▶ [Problem]
Could you quote, word for word, the part of the material below that opens with the line containing "Confirm that each instance of the cloudy" and closes with the line containing "pixel 81 18", including both of those lines?

▶ [Excerpted records]
########################################

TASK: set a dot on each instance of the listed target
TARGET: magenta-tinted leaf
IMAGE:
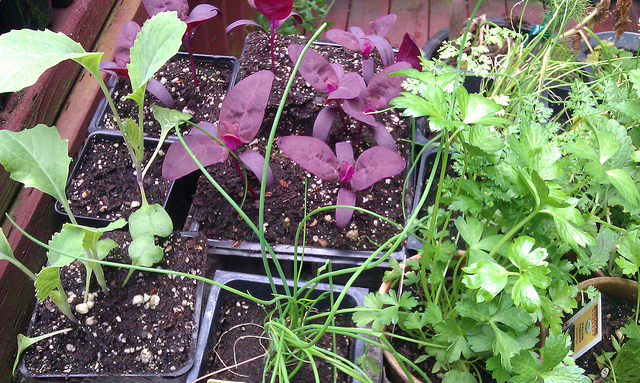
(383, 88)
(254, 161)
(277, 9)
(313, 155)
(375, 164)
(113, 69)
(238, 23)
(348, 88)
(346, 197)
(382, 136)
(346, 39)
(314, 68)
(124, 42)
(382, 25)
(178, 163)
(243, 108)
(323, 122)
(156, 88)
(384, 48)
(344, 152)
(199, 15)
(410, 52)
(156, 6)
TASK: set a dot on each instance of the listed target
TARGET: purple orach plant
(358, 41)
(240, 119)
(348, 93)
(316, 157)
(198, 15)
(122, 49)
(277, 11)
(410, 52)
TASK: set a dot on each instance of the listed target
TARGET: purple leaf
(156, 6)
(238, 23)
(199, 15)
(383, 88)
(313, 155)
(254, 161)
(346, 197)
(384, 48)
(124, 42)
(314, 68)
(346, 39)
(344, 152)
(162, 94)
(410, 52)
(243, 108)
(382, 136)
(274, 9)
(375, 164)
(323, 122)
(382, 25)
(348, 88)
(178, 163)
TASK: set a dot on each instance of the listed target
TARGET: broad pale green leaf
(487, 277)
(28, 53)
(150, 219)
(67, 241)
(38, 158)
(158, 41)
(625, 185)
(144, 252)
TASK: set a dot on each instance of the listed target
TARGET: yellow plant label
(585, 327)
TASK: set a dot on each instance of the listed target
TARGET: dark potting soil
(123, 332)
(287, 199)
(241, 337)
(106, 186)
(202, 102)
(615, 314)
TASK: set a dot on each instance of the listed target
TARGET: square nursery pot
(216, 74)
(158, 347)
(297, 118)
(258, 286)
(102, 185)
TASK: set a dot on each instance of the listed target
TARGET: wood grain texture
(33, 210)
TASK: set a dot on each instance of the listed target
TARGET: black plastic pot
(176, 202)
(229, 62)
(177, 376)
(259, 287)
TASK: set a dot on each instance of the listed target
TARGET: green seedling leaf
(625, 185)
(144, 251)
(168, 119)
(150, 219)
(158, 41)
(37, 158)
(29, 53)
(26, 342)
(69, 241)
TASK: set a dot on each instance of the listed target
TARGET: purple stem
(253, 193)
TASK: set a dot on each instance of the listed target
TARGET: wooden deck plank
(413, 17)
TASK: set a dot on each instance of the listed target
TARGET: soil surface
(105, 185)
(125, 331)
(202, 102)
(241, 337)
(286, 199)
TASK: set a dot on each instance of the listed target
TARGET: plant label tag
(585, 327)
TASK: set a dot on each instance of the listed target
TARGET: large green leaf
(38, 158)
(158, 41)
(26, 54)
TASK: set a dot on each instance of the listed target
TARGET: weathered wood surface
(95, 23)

########################################

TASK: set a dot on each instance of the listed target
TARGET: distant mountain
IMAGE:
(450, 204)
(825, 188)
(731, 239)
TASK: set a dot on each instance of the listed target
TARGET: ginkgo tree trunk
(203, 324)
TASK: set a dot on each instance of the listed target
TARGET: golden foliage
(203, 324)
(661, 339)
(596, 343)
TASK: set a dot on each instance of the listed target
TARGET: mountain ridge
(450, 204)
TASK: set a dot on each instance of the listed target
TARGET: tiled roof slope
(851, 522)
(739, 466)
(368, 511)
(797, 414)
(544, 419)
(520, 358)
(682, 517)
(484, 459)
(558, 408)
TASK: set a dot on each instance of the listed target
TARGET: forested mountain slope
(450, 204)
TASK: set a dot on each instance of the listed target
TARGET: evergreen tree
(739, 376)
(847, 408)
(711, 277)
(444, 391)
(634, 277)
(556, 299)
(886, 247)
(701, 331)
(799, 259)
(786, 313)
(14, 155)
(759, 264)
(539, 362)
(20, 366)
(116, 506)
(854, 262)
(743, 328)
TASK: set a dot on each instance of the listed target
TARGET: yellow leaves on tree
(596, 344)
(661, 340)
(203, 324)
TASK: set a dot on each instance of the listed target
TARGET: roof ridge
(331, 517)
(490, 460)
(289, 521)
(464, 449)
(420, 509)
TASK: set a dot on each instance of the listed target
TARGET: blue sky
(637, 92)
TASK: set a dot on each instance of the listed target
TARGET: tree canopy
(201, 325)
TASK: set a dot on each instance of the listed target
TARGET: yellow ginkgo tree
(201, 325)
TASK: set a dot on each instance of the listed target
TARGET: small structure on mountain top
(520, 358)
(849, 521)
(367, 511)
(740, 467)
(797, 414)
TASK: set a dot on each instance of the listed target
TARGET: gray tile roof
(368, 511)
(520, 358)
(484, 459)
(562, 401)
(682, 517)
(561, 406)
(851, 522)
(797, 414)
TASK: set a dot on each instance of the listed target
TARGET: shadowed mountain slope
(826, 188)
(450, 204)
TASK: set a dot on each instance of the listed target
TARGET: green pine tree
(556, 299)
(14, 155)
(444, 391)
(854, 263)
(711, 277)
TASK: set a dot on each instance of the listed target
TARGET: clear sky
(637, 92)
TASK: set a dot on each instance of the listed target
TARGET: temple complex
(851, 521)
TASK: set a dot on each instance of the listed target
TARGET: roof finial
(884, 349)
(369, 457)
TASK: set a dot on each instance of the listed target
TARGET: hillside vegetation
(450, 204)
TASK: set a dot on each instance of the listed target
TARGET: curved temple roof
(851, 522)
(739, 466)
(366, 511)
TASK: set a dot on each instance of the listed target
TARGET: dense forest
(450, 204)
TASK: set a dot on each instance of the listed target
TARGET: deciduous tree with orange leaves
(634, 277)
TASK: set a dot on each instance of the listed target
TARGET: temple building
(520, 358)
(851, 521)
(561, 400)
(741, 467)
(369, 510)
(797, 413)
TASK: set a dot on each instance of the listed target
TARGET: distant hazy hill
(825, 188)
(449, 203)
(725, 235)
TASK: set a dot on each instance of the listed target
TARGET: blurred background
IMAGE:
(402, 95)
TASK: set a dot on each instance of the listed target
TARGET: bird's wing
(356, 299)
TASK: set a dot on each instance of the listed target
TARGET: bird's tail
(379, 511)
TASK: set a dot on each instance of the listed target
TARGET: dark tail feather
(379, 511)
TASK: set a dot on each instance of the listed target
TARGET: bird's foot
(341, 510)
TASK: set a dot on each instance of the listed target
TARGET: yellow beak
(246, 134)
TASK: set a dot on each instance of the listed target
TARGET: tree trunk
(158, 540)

########################################

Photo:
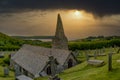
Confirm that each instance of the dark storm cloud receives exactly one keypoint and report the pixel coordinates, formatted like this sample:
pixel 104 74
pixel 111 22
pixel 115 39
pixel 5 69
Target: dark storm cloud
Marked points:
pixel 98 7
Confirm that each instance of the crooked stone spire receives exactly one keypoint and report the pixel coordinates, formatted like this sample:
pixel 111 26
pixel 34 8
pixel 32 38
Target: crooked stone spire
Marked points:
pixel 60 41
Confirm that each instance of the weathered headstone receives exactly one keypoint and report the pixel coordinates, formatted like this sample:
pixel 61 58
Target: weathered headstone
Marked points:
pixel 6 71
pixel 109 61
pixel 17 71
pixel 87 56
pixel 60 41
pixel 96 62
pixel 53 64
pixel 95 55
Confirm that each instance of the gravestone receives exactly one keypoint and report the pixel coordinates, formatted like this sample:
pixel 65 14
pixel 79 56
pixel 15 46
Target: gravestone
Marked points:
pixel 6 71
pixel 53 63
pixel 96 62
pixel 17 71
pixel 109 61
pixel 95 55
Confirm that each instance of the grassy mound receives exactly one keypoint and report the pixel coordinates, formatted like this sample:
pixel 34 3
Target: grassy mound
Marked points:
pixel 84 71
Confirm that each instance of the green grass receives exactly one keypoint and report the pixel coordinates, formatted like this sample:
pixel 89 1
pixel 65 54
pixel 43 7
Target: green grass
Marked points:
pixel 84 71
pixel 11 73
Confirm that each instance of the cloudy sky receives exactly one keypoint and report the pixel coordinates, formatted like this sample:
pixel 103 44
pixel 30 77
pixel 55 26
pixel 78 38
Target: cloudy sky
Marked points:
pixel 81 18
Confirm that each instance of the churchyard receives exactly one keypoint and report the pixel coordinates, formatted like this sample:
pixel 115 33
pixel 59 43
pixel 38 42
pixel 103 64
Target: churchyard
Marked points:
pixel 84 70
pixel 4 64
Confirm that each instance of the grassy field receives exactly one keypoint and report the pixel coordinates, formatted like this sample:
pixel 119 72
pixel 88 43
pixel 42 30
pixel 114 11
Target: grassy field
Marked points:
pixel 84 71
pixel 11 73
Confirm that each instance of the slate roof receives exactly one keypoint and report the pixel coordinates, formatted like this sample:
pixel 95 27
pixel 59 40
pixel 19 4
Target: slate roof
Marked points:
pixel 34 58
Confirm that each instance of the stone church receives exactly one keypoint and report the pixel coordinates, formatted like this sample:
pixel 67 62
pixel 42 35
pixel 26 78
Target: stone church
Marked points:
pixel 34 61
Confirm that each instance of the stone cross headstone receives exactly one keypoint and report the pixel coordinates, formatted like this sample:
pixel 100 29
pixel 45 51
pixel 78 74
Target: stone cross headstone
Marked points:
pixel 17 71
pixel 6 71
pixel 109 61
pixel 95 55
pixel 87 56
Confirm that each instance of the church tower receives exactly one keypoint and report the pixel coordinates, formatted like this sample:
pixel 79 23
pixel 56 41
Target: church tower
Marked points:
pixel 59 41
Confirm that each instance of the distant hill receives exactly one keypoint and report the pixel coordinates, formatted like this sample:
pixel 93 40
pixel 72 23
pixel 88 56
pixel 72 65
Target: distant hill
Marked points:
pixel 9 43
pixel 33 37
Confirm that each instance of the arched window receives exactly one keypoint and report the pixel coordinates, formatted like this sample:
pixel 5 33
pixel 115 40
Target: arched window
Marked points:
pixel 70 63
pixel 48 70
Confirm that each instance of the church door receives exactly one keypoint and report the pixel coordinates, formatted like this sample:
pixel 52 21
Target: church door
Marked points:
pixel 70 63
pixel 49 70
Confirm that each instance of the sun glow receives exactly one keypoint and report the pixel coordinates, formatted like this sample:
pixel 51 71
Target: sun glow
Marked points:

########################################

▶ [Exercise answer]
Confirm that each instance of the cloudy sky receives exactly one keypoint and report the pixel coordinates, formatted like this sample:
pixel 103 44
pixel 30 77
pixel 55 26
pixel 78 38
Target: cloudy sky
Marked points:
pixel 81 18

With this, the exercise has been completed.